包丁で指を抉った場合は皮膚科か外科が良いというネットの記事を見て、近所の皮膚科に行きました。皮膚科は3時間待ちで、「包丁で切った」と伝えると「それは……外科じゃないっすかね?」と言われました。3時間待った挙句やっぱ外科じゃね?となるよりは良いと思ったので、そのまま皮膚科をあとにし、外科へ向かいました。

たどり着いたのは外科もやってるし内科やらなんやらもいろいろやっている病院でした。入ると異常に空いています。「こんなに空いてて大丈夫か?」と思いながら受付をするとすぐに対応してもらえました。ありがたいですが、さっきの皮膚科の混雑と比べるとちょっと心配になります。

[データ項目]
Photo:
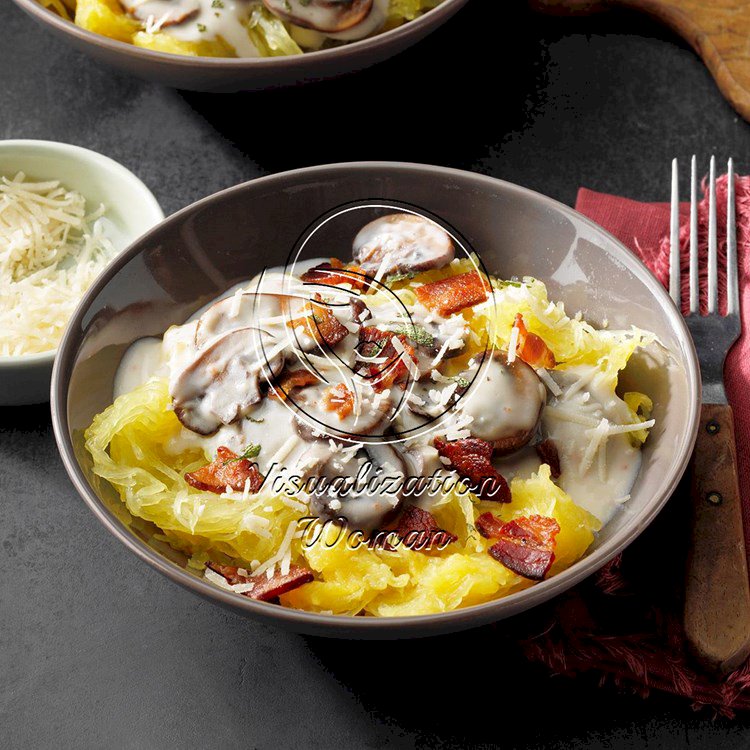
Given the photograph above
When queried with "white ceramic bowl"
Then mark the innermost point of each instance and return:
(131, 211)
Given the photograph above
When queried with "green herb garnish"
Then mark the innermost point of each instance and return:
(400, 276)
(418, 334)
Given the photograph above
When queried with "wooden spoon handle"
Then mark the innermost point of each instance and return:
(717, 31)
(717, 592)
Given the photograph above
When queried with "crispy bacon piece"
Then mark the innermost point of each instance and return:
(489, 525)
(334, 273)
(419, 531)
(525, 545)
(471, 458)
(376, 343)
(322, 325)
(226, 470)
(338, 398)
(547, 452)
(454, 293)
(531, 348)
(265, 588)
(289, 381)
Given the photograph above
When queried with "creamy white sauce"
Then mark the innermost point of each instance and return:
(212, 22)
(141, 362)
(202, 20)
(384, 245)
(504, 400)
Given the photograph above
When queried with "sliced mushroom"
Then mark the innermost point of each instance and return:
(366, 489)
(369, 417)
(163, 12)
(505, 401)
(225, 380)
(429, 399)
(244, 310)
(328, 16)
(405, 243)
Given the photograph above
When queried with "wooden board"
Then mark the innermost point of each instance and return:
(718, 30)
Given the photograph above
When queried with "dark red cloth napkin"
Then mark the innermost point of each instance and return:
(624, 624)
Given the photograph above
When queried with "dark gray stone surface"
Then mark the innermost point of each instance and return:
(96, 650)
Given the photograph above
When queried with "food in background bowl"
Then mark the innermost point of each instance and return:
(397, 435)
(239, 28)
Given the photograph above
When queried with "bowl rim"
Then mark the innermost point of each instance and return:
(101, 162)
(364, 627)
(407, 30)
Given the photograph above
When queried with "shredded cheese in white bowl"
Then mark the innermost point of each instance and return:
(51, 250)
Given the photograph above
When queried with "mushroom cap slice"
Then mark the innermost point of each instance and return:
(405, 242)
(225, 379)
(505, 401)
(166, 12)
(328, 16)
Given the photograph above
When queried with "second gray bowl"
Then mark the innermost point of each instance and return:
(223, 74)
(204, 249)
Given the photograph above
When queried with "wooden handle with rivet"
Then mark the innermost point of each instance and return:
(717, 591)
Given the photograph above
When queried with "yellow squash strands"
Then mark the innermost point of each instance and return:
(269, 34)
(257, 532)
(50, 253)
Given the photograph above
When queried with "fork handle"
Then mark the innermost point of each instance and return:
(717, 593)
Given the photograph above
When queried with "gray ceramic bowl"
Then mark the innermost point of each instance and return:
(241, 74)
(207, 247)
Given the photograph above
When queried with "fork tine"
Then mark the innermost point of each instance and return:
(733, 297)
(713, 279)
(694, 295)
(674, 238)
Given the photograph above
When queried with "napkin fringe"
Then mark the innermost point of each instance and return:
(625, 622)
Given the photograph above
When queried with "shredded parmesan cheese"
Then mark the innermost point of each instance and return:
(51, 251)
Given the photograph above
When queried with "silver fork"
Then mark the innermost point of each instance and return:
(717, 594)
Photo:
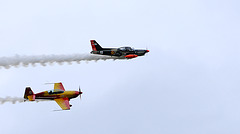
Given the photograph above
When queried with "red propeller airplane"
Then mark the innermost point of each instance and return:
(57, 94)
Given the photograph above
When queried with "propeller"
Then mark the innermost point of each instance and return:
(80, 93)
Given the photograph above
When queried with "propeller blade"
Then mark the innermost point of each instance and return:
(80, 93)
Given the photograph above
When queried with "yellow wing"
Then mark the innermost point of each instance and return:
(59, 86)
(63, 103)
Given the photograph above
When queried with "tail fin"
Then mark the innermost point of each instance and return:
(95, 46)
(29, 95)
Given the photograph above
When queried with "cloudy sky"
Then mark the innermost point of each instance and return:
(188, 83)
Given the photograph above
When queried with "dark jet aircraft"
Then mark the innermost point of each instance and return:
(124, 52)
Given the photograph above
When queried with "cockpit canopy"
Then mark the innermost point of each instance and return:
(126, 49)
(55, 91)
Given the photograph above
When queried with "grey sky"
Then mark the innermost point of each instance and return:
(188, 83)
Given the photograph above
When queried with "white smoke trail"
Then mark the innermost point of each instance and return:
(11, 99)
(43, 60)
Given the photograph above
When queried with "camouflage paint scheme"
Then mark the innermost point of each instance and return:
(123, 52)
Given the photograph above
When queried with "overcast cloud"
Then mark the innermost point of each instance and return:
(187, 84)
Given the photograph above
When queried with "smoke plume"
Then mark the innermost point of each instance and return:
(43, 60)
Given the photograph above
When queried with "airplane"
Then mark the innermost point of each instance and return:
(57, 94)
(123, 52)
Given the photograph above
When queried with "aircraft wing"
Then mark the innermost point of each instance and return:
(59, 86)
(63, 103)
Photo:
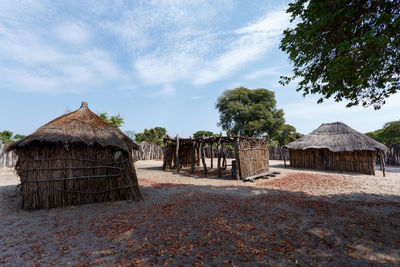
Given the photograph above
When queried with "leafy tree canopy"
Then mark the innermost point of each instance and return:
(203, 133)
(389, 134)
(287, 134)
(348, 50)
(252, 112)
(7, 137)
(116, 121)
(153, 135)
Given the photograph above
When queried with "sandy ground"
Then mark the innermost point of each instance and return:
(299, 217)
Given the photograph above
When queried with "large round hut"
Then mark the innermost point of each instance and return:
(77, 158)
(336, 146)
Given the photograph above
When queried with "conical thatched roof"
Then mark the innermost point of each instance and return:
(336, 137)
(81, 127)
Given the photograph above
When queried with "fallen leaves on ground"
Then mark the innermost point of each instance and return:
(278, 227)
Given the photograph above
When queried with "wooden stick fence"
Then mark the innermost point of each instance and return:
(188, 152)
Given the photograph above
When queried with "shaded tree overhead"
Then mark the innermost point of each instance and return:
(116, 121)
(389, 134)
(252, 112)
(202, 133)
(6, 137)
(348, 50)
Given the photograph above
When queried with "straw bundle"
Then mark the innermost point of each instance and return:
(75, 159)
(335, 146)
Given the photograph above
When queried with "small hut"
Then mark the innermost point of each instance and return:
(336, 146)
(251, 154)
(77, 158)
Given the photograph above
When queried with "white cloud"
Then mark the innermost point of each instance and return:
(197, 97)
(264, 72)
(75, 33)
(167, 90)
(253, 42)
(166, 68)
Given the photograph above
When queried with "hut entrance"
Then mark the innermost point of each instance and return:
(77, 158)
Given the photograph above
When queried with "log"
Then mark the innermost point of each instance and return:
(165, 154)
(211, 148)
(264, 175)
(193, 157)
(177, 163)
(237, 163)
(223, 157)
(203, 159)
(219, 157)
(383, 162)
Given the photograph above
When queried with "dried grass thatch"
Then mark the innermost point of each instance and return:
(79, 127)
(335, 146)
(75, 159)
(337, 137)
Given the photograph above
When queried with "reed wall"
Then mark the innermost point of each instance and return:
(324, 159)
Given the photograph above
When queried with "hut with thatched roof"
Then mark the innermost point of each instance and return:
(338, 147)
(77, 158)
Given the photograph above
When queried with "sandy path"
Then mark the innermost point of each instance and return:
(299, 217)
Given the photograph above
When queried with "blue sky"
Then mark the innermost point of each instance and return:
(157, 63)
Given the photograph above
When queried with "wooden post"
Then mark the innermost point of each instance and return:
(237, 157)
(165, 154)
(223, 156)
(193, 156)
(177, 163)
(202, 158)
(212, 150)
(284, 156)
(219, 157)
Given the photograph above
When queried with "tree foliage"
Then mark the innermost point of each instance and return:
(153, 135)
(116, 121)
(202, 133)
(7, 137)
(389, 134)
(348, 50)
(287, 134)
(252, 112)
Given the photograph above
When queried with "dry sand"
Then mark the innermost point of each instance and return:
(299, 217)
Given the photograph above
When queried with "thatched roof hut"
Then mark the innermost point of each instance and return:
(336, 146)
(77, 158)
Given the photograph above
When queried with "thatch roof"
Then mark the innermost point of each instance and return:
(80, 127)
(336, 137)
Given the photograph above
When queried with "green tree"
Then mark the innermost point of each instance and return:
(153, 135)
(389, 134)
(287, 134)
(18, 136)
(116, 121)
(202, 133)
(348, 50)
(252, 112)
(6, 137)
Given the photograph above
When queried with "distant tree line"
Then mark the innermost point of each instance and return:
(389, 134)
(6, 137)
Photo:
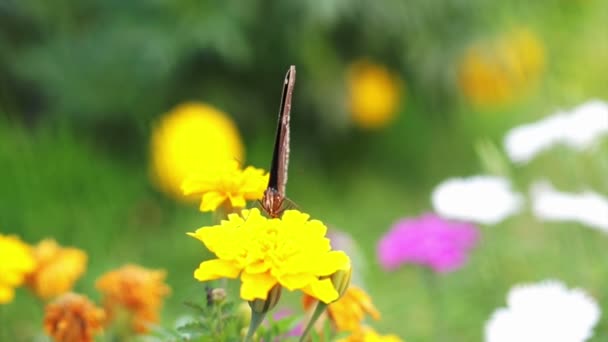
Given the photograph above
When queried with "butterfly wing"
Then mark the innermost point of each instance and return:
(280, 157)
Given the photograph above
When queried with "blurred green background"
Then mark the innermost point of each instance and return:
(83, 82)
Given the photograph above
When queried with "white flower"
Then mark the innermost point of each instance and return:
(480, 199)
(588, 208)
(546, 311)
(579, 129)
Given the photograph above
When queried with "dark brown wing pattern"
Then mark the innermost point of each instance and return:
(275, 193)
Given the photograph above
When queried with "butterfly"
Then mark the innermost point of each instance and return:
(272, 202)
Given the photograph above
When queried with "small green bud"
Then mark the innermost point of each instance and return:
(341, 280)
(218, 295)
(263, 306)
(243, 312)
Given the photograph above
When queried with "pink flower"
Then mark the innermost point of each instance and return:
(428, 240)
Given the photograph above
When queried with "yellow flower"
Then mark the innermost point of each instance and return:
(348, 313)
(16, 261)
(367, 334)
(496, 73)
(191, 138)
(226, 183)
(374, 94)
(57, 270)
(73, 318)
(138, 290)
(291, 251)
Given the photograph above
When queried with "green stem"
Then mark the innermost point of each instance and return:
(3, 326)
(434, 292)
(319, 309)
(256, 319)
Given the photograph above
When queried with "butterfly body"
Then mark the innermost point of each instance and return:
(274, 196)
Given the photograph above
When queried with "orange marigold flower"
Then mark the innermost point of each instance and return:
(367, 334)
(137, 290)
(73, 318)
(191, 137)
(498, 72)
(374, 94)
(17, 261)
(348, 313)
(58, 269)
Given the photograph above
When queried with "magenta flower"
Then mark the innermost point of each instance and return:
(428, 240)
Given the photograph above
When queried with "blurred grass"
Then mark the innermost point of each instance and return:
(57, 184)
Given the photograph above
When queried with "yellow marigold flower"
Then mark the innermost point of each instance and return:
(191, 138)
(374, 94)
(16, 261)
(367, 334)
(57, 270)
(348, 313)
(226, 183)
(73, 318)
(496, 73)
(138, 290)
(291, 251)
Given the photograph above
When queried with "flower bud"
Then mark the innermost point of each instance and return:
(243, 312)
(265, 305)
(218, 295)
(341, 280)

◆ 課題の条件:
**a)** 包丁でけがをした話の本文のうち、「包丁で指を抉った場合は皮膚科」を含む語句で始まり「とにし、外科へ向かいました。」で終わる部分を、「包丁」を「カッター」に替えて書き直すこと。
**b)** 包丁でけがをした話の本文について、次の問いに答えよ。
(i) 皮膚科の待ち時間はどれくらいだったか。
(ii) 皮膚科で「包丁で切った」と伝えると、何と言われたか。
(iii) たどり着いた病院に入ったとき、中はどんな様子だったか。

◆ 課題の解答:
**a)**
カッターで指を抉った場合は皮膚科か外科が良いというネットの記事を見て、近所の皮膚科に行きました。皮膚科は3時間待ちで、「カッターで切った」と伝えると「それは……外科じゃないっすかね?」と言われました。3時間待った挙句やっぱ外科じゃね?となるよりは良いと思ったので、そのまま皮膚科をあとにし、外科へ向かいました。

**b)**
(i) 3時間待ち。
(ii) 「それは……外科じゃないっすかね?」
(iii) 異常に空いていた。